Repeat exactly the lines below from the line that contains "of the ceramic" to the last line, inclusive, without the pictures.

┄┄┄┄┄┄┄┄┄┄┄┄┄┄┄┄┄┄┄┄

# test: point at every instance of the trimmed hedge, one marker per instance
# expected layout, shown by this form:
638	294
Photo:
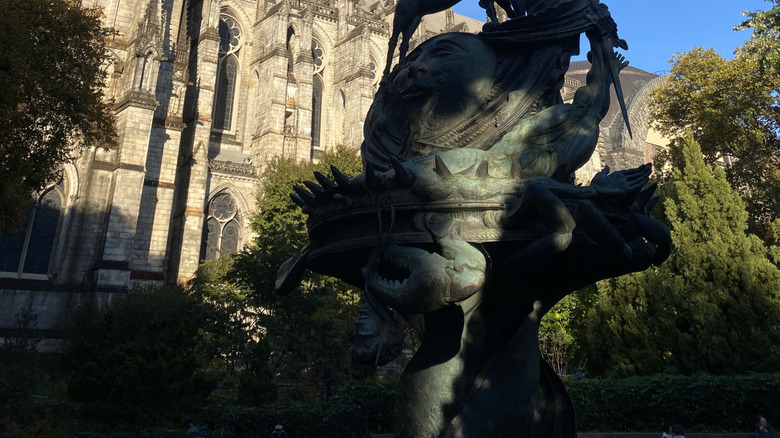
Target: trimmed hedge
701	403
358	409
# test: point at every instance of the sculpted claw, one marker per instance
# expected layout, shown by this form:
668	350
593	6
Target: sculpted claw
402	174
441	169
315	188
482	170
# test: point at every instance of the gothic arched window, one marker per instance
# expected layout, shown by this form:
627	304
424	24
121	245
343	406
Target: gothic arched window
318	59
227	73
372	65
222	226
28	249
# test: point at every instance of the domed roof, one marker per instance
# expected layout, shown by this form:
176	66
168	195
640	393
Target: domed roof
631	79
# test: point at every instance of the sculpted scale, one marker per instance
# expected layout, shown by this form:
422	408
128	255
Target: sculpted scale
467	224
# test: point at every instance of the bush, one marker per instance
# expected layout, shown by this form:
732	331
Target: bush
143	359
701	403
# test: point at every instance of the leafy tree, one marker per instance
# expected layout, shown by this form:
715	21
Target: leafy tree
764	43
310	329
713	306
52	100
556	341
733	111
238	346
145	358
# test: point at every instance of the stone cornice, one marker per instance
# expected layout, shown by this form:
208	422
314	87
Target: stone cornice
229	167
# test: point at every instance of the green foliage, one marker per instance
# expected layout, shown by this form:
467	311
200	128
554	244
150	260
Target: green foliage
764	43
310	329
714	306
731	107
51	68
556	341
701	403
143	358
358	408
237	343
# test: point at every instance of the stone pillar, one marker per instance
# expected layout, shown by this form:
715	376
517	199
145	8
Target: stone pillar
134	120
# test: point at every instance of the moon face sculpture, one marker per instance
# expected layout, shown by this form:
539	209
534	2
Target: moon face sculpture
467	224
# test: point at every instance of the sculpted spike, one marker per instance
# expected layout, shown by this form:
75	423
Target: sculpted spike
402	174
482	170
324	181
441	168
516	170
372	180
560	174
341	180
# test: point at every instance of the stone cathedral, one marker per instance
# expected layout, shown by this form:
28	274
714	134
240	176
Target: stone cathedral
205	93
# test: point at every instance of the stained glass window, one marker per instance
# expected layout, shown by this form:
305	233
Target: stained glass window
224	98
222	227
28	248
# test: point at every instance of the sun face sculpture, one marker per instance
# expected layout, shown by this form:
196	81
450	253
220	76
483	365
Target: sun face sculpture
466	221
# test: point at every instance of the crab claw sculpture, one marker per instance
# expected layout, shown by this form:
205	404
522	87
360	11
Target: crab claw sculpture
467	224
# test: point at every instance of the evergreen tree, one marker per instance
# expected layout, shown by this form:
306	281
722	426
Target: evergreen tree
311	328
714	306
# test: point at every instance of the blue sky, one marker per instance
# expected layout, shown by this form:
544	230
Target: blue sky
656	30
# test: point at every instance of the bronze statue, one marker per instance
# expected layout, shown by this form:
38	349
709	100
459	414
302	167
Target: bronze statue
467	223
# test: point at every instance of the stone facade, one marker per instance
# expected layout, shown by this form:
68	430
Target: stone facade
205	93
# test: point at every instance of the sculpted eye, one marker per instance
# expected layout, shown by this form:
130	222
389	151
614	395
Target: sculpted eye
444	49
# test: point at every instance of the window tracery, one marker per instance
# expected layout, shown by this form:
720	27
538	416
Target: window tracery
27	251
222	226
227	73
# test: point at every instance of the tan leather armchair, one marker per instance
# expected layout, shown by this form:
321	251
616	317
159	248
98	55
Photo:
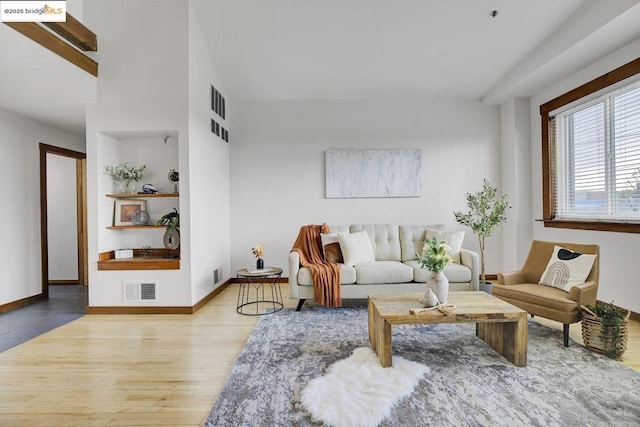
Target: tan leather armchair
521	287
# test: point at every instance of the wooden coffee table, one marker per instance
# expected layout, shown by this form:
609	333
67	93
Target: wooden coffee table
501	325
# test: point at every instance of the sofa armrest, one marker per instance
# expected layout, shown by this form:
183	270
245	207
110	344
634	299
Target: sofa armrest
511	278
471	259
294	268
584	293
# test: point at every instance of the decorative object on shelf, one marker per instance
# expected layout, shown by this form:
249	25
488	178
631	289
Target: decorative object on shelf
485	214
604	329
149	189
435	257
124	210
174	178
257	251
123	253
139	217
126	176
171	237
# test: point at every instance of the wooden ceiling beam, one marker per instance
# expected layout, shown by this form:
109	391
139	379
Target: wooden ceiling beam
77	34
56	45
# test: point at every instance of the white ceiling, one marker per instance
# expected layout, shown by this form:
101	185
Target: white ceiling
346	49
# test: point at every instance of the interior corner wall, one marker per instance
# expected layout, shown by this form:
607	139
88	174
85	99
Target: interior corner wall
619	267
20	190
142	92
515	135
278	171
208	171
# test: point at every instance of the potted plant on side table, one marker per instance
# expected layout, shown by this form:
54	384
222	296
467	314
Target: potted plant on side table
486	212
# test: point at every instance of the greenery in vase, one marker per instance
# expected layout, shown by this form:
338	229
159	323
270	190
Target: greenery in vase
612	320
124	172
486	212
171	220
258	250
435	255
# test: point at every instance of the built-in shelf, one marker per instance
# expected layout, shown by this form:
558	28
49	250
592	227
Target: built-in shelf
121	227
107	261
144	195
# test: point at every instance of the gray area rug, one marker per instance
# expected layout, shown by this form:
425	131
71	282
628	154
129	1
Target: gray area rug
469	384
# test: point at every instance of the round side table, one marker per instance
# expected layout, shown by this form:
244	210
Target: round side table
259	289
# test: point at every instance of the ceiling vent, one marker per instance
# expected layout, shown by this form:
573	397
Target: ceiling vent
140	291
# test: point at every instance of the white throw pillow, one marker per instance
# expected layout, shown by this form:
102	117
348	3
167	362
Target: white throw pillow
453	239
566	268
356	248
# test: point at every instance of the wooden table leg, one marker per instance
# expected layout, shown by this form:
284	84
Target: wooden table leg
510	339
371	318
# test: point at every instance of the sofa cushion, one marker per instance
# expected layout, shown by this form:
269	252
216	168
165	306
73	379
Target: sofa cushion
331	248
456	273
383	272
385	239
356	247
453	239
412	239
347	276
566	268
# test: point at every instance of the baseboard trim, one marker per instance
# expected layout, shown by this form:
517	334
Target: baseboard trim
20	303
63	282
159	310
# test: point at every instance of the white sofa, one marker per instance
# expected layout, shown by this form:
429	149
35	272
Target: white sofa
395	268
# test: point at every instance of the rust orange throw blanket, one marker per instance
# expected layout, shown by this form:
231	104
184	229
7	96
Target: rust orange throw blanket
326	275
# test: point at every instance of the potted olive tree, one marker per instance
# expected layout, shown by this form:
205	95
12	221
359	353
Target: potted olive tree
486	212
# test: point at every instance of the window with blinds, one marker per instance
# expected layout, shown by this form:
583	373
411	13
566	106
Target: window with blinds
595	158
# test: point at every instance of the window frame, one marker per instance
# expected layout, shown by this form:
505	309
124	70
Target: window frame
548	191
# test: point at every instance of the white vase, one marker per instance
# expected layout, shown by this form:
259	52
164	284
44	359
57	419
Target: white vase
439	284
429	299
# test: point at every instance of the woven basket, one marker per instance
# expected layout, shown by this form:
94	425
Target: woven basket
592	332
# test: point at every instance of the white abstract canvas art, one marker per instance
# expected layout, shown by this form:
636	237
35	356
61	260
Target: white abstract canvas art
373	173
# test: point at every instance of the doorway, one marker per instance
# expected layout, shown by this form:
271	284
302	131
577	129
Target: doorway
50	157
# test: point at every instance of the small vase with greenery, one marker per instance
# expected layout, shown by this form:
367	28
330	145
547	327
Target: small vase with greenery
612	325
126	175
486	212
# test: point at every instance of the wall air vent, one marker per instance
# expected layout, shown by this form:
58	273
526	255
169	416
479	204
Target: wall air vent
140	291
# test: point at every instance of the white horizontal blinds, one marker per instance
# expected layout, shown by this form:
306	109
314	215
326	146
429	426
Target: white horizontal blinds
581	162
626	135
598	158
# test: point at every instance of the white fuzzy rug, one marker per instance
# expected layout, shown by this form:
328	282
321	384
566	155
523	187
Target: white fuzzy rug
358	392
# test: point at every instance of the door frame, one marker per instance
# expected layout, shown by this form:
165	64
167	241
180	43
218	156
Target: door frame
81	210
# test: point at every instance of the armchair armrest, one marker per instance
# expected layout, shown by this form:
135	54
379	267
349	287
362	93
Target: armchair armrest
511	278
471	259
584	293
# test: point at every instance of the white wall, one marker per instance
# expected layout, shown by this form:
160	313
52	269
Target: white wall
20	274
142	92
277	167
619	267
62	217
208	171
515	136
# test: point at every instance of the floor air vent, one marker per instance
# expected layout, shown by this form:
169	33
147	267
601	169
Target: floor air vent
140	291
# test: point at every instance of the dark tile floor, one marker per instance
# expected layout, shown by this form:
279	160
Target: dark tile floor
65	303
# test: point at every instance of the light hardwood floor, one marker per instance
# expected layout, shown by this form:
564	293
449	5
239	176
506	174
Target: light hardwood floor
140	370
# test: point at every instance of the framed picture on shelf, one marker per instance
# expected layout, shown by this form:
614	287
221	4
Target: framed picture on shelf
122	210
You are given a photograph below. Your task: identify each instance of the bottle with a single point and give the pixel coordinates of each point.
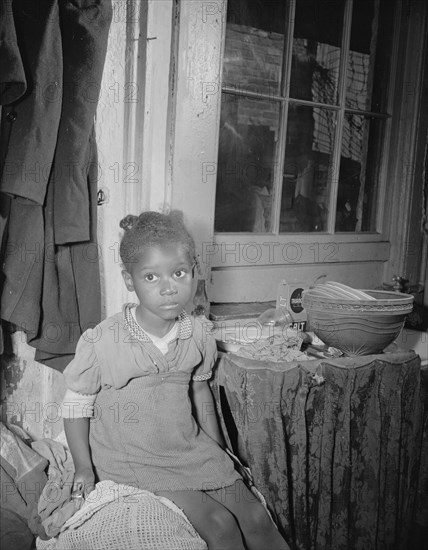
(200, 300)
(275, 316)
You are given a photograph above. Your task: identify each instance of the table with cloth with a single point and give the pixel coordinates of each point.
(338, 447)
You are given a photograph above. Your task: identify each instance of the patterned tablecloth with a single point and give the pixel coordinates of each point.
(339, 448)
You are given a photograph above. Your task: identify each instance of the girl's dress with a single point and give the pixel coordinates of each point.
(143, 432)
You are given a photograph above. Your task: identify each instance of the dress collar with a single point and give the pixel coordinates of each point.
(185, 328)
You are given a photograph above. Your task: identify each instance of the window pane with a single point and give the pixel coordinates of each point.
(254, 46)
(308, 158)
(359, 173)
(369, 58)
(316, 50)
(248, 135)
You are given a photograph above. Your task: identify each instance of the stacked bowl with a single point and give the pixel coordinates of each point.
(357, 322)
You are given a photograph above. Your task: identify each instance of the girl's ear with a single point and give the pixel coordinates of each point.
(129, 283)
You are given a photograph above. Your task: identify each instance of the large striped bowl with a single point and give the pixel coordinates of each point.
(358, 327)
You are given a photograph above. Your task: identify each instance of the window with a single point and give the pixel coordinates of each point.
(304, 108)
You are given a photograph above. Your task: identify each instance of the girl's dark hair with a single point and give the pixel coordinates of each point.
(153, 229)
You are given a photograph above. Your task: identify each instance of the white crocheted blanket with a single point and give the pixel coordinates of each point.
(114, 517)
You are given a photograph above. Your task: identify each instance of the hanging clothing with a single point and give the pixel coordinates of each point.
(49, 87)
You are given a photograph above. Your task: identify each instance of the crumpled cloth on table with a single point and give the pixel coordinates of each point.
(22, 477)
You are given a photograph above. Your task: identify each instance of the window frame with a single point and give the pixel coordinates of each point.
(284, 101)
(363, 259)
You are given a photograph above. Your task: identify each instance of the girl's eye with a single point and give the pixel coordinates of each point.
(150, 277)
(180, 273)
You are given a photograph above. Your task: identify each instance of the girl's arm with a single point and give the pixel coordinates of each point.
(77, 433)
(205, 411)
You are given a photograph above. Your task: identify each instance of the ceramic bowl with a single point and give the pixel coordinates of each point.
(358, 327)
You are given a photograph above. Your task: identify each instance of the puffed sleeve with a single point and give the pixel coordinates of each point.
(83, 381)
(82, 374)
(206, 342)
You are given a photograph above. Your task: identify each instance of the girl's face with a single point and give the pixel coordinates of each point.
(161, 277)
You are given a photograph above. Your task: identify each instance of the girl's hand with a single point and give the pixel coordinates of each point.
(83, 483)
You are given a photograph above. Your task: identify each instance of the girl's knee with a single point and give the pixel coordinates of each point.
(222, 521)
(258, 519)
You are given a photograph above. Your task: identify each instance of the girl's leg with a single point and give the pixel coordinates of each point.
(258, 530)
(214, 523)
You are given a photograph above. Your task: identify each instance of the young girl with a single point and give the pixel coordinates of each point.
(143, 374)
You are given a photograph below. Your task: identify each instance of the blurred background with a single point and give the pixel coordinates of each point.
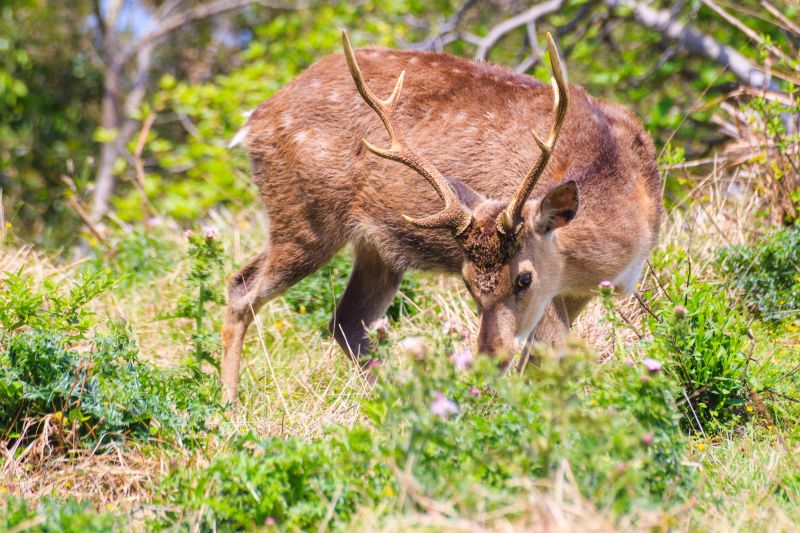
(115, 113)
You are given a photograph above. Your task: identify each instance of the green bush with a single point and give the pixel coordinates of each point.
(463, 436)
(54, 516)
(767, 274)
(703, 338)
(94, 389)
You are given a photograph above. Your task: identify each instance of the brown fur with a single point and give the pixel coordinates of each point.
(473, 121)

┄┄┄┄┄┄┄┄┄┄┄┄┄┄┄┄┄┄┄┄

**FINISHED EXERCISE**.
You are given a photograph above. Your task: identify each instance of the ceramic bowl with a single point and give the pixel coordinates of each point.
(358, 327)
You are given a photograph above. Your task: identify each instance of the puffed sleeve with a single point and give the pixel coordinates of each point.
(83, 381)
(82, 374)
(206, 342)
You are given a photograph above. Your task: identify each instance of the girl's face with a single point and give the pixel coordinates of each point.
(161, 277)
You are given a photograph above. Your task: identify each instance of the girl's hand with a single point and give the pixel coordinates of each point.
(83, 483)
You are given a photograph above. Your task: identify each instance of the girl's knee with a single point and give the pixel coordinates of each point.
(222, 521)
(258, 519)
You are given a photograph above. Your task: identify each instance of the girl's leg with a single point and give the pixel coordinates of each point.
(258, 530)
(214, 523)
You are given a photograph above. Your task: identify each instance of the young girl with a single point and give the pixel coordinates of each point.
(143, 374)
You are given a photograph below. Your task: identify each instance of the blurred background with a single point and give the pixel coordinates of each point.
(115, 113)
You are given a photograph above. Your task: identify each instance of the green bush with a single point and give the pixel coordinates of each point.
(463, 436)
(54, 516)
(767, 274)
(703, 338)
(94, 389)
You are given a photograph above. Your task: identify each instance of the brown fur with a single point and give the pixel coordinates of each point.
(473, 121)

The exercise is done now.